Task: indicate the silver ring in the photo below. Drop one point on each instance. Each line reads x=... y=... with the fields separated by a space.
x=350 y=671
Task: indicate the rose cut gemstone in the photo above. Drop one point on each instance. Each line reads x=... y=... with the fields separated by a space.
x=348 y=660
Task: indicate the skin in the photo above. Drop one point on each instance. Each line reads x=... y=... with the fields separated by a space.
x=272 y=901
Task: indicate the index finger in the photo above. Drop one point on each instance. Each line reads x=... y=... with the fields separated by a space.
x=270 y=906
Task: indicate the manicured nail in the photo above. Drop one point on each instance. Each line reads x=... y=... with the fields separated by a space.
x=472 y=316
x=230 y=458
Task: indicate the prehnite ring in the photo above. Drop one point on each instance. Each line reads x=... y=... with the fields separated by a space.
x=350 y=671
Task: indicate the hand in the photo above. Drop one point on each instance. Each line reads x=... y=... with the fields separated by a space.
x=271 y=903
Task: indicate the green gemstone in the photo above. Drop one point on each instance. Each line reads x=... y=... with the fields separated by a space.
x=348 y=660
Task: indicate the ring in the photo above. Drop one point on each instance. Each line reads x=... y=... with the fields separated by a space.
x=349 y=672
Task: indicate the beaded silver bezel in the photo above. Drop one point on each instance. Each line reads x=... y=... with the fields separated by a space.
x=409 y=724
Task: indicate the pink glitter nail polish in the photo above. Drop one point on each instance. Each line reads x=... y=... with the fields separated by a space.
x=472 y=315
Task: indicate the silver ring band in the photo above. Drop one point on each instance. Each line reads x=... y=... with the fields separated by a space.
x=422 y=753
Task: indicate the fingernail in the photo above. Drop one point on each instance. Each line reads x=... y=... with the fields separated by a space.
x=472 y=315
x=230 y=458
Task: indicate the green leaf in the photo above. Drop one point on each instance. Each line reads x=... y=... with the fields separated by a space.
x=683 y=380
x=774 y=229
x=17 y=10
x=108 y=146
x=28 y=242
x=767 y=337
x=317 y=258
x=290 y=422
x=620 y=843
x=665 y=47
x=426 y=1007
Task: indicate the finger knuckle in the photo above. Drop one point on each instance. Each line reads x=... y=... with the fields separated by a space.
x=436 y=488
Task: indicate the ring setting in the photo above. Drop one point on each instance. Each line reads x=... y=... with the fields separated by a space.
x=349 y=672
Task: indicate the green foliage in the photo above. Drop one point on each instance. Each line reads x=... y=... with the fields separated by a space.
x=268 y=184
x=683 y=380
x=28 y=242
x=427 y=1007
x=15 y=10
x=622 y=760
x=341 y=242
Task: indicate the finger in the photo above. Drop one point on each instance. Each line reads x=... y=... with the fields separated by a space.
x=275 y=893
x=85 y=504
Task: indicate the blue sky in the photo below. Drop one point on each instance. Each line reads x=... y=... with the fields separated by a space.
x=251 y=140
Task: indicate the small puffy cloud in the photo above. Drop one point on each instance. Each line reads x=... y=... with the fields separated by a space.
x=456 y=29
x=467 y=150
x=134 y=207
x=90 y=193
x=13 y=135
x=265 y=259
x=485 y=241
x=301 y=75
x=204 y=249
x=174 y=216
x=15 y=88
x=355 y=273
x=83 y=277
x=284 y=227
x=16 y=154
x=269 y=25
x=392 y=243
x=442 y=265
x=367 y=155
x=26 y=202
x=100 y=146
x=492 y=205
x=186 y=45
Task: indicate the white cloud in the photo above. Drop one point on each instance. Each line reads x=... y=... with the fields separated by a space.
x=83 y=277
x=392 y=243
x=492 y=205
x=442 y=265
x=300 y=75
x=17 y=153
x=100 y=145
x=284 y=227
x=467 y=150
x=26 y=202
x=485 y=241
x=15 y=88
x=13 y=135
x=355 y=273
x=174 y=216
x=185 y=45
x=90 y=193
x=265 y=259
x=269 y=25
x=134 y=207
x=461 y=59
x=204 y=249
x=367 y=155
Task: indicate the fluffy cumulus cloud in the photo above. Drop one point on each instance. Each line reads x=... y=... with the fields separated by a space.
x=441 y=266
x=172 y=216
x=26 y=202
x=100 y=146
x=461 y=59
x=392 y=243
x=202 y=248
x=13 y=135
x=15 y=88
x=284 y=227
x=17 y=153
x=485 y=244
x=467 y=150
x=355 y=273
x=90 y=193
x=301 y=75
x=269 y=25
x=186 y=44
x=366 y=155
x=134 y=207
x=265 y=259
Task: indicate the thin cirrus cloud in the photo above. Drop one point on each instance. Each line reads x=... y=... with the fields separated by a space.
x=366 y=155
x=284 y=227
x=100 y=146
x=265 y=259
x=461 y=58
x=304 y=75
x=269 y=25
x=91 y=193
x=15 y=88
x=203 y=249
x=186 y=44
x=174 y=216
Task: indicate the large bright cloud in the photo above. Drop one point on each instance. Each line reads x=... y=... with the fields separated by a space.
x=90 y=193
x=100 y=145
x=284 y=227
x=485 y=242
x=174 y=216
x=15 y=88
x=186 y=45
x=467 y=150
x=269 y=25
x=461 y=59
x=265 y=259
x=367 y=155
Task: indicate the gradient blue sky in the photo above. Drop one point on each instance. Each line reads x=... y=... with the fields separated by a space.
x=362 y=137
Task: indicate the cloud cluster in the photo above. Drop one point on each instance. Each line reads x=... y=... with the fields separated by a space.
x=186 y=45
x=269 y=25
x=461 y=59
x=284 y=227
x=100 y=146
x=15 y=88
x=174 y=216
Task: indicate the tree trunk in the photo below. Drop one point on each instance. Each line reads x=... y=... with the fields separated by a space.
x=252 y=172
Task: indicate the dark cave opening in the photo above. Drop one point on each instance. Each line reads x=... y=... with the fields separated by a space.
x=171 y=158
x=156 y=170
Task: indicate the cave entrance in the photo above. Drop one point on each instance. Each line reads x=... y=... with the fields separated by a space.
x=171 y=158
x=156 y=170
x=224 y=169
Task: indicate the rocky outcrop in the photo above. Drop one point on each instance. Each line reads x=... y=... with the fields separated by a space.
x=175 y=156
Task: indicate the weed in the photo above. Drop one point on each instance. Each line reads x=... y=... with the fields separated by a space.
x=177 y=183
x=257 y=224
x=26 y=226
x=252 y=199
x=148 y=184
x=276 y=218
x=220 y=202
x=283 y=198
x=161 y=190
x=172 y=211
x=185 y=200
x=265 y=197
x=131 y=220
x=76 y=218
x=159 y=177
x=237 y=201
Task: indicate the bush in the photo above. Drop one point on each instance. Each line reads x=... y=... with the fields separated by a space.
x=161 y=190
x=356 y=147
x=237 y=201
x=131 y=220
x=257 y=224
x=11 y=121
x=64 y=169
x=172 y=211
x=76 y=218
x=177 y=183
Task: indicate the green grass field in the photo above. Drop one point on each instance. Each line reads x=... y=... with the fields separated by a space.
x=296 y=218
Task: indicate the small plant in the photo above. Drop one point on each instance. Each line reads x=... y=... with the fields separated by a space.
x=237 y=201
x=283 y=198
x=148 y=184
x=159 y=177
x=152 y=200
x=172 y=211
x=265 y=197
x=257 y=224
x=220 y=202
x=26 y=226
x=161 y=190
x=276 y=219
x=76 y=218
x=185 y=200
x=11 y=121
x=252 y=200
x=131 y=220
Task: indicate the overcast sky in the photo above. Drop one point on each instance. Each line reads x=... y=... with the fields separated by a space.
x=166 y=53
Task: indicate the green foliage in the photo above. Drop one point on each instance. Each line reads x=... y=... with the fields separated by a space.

Problem to work on:
Rewrite the material above as a numbered list with one line per entry, leaving out any blank lines.

Solution:
1. Task: indicate the silver ring in the photo below. Drop one point on each instance. Each line reads x=... y=... with the fields separated by a space.
2. x=350 y=671
3. Task: indicate the rose cut gemstone in the photo above. Drop one point on each instance. Each line reads x=... y=... with the fields separated by a space.
4. x=348 y=660
5. Task: indicate the skin in the photo above. Drop one point on each instance. Each line reads x=... y=... with the fields separated by a space.
6. x=272 y=901
7. Task: indicate the index finger in the photo above. Drop one point on each instance. Each line reads x=... y=... with the fields separated by a space.
8. x=270 y=906
9. Task: indicate the manicured nail in the photo above. Drop one point on each instance. Each line reads x=... y=... with the fields separated by a space.
10. x=472 y=316
11. x=230 y=458
12. Task: indicate the prehnite ring in the photo above. Drop one point on each instance. Each line reads x=... y=... with the fields separated by a space.
13. x=350 y=671
14. Task: indicate the hand in the photo above. Drop one point on each instance. Each line reads x=... y=... with the fields separated by a space.
15. x=271 y=903
16. Task: indicate the green gemstone in the photo above. Drop one point on each instance. Each line reads x=... y=... with the fields separated by a space.
17. x=348 y=660
18. Task: indicate the ring in the photo above. Drop one point on each instance. Each line reads x=... y=... with the fields separated by a space.
19. x=349 y=672
20. Task: indicate the beaded silver bezel in the photo above. Drop one point on each instance. Each line reads x=... y=... with the fields separated by a space.
21. x=409 y=724
22. Task: indicate the pink glitter nail polish in the photo above. Drop one point on each instance. Each line reads x=... y=... with the fields separated by a space.
23. x=472 y=315
24. Task: indicate the silver ring band in the photo above. Drop one point on each instance. Each line reads x=... y=... with the fields separated by a space.
25. x=422 y=753
26. Task: indicate the fingernail in the photo above. Drop one point on each instance. Each line reads x=... y=... with the fields separated by a space.
27. x=472 y=315
28. x=230 y=458
29. Task: indicate the green leaf in the photo above. Drop one point on each instance. Each line reads x=... y=... with the fields separated by a space.
30. x=683 y=380
31. x=774 y=229
32. x=17 y=10
33. x=108 y=146
34. x=28 y=242
35. x=767 y=337
36. x=317 y=258
37. x=290 y=422
38. x=620 y=843
39. x=665 y=47
40. x=426 y=1007
41. Task: indicate the finger knuckle in the photo above. Drop one point on each instance. Each line reads x=... y=... with the fields separated by a space.
42. x=436 y=488
43. Task: indicate the ring setting in the photo above. Drop one point on each instance. Each line reads x=... y=... with the fields separated by a space.
44. x=349 y=672
45. Task: indicate the green foliage in the photo above. Drop one point on each instance. Each line reads x=... y=... with the fields separated by a space.
46. x=268 y=184
47. x=683 y=380
48. x=28 y=242
49. x=427 y=1007
50. x=15 y=10
51. x=622 y=760
52. x=341 y=242
53. Task: indicate the finger in the photo above. Drop one point on each instance. Each line reads x=... y=... with the fields separated by a space.
54. x=275 y=893
55. x=85 y=504
56. Task: indicate the blue sky in the photo below. Drop one point on each instance. Each line reads x=... y=... with the fields separated by a space.
57. x=251 y=140
58. Task: indicate the small puffy cloud in the photo above. Drop one point on each instance. Each line reads x=... y=... with the fields separated by a space.
59. x=456 y=29
60. x=467 y=150
61. x=134 y=207
62. x=90 y=193
63. x=13 y=135
64. x=265 y=259
65. x=485 y=241
66. x=301 y=75
67. x=204 y=249
68. x=174 y=216
69. x=15 y=88
70. x=355 y=273
71. x=83 y=277
72. x=284 y=227
73. x=16 y=154
74. x=269 y=25
75. x=392 y=243
76. x=442 y=265
77. x=367 y=155
78. x=26 y=202
79. x=100 y=146
80. x=492 y=205
81. x=186 y=45
82. Task: indicate the white cloud in the photo above. Drop one point on each instance. Each line reads x=... y=... with the fields separated by a space.
83. x=83 y=277
84. x=392 y=243
85. x=492 y=205
86. x=442 y=265
87. x=300 y=75
88. x=17 y=153
89. x=100 y=145
90. x=284 y=227
91. x=467 y=150
92. x=26 y=202
93. x=485 y=241
94. x=15 y=88
95. x=13 y=135
96. x=355 y=273
97. x=174 y=216
98. x=185 y=45
99. x=90 y=193
100. x=265 y=259
101. x=269 y=25
102. x=134 y=207
103. x=461 y=59
104. x=204 y=249
105. x=367 y=155
106. Task: indicate the fluffy cumulus cloud in the photo above. Drop one point on each instance. Each line reads x=... y=... with the fields separated by a space.
107. x=441 y=266
108. x=172 y=216
109. x=26 y=202
110. x=100 y=146
111. x=461 y=59
112. x=392 y=243
113. x=202 y=248
114. x=13 y=135
115. x=15 y=88
116. x=284 y=227
117. x=17 y=153
118. x=485 y=244
119. x=467 y=150
120. x=355 y=273
121. x=90 y=193
122. x=301 y=75
123. x=269 y=25
124. x=186 y=44
125. x=366 y=155
126. x=134 y=207
127. x=265 y=259
128. Task: indicate the thin cirrus cloud in the photo above. Drop one point on each instance. Each line reads x=... y=... with the fields separated by a space.
129. x=366 y=155
130. x=284 y=227
131. x=100 y=146
132. x=265 y=259
133. x=461 y=58
134. x=304 y=75
135. x=269 y=25
136. x=91 y=193
137. x=15 y=88
138. x=203 y=249
139. x=186 y=44
140. x=174 y=216
141. Task: indicate the large bright cloud in the photo above. Drop one point on each instance. Each line reads x=... y=... with the fields separated by a space.
142. x=90 y=193
143. x=100 y=145
144. x=284 y=227
145. x=485 y=242
146. x=174 y=216
147. x=15 y=88
148. x=186 y=45
149. x=467 y=150
150. x=269 y=25
151. x=461 y=59
152. x=265 y=259
153. x=367 y=155
154. Task: indicate the gradient blue sky in the photo above. Drop one point on each instance. Each line reads x=... y=... with the fields separated by a space.
155. x=362 y=137
156. Task: indicate the cloud cluster in the photo above. Drop one point on each instance. Each line reads x=... y=... with the fields separated by a space.
157. x=186 y=45
158. x=269 y=25
159. x=461 y=59
160. x=284 y=227
161. x=100 y=146
162. x=15 y=88
163. x=174 y=216
164. Task: indicate the tree trunk in the photo below. Drop one point on each instance. Each line reads x=... y=... with the fields separated by a space.
165. x=252 y=172
166. Task: indicate the dark cave opening in the photo above. Drop one point on each instance. Each line reads x=... y=... with the fields separated by a space.
167. x=171 y=158
168. x=156 y=170
169. Task: indicate the cave entrance in the photo above. Drop one point on each instance. Each line reads x=... y=... with the fields separated by a space.
170. x=171 y=158
171. x=156 y=170
172. x=224 y=169
173. Task: indicate the rocky outcrop in the photo above. Drop one point on each instance. Each line reads x=... y=... with the fields separated by a space.
174. x=175 y=156
175. Task: indicate the weed in the photo above. Drop one point on each instance. Each line reads x=... y=... with the fields separated by a space.
176. x=177 y=183
177. x=257 y=224
178. x=26 y=226
179. x=252 y=199
180. x=148 y=184
181. x=276 y=218
182. x=220 y=202
183. x=283 y=198
184. x=161 y=190
185. x=172 y=211
186. x=185 y=200
187. x=265 y=197
188. x=131 y=220
189. x=76 y=218
190. x=159 y=177
191. x=237 y=201
192. Task: indicate the bush in the photo above. Drop one point on each instance. Each line reads x=... y=... with the fields separated by a space.
193. x=161 y=190
194. x=356 y=147
195. x=237 y=201
196. x=131 y=220
197. x=257 y=224
198. x=11 y=121
199. x=64 y=169
200. x=172 y=211
201. x=76 y=218
202. x=177 y=183
203. Task: indicate the green grass field in the photo above. Drop one point on each instance. Each line reads x=... y=... with the fields separated by a space.
204. x=296 y=218
205. Task: indicate the small plant in the photo above. Drop one point on each instance. Each line reads x=... y=... with the fields separated by a space.
206. x=237 y=201
207. x=283 y=198
208. x=148 y=184
209. x=159 y=177
210. x=152 y=200
211. x=172 y=211
212. x=265 y=197
213. x=257 y=224
214. x=220 y=202
215. x=26 y=226
216. x=161 y=190
217. x=276 y=219
218. x=76 y=218
219. x=185 y=200
220. x=11 y=121
221. x=252 y=200
222. x=131 y=220
223. Task: indicate the overcast sky in the photo above. Drop one point on each instance. Each line reads x=... y=... with the fields separated by a space.
224. x=166 y=53
225. Task: indicate the green foliage in the photo above. Drop one point on each instance. Each line reads x=... y=... with the fields separated by a space.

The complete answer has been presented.